Given problem →
Reproduce the records. Keep every word exact and include no images.

═════ Data for this task ═════

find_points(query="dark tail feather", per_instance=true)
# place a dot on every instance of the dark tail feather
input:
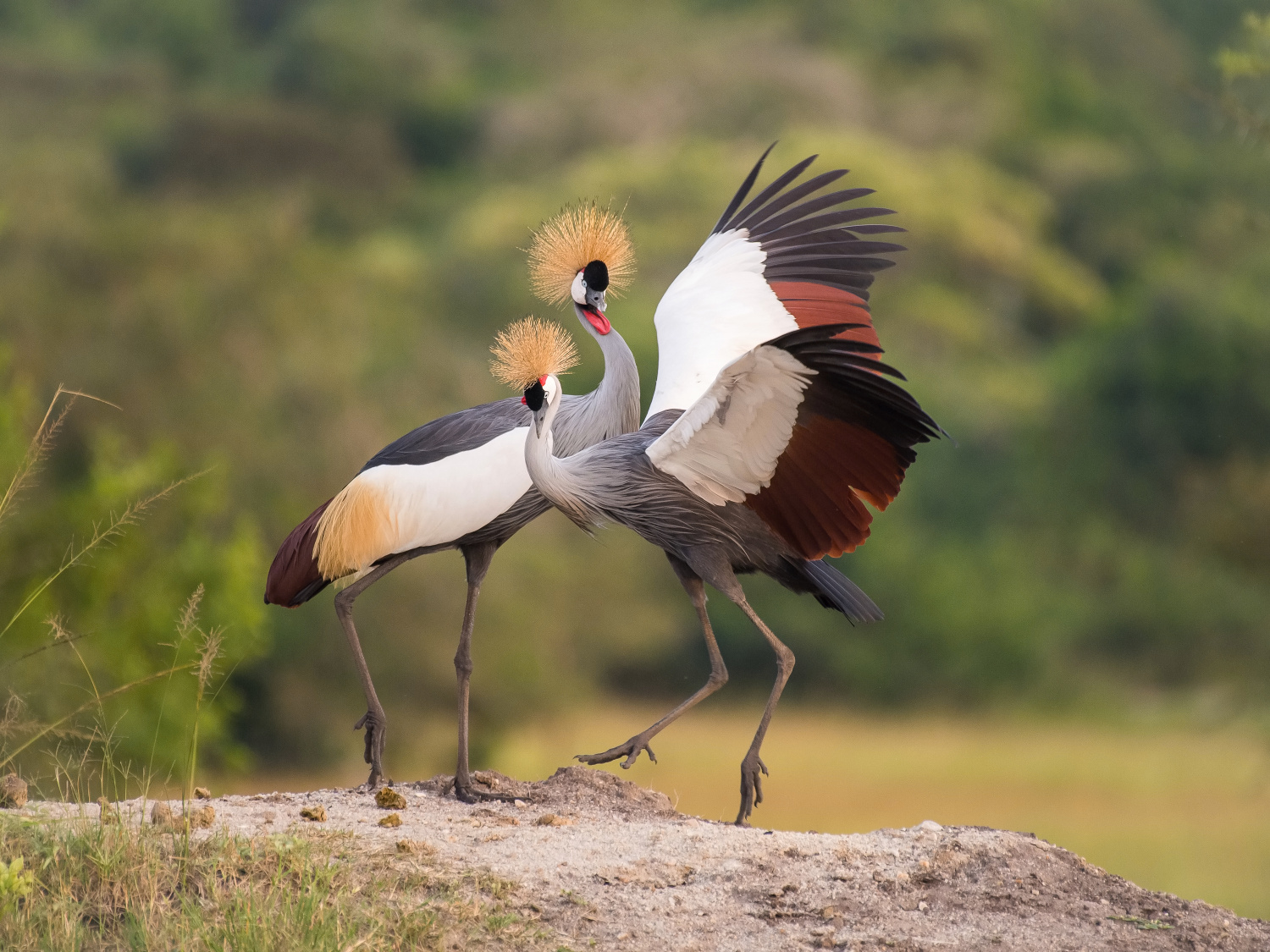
(833, 589)
(294, 576)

═════

Task solution →
find_points(query="dark tail feather", per_instance=true)
# place a dot on every instance of the dark tail feather
input:
(833, 589)
(294, 576)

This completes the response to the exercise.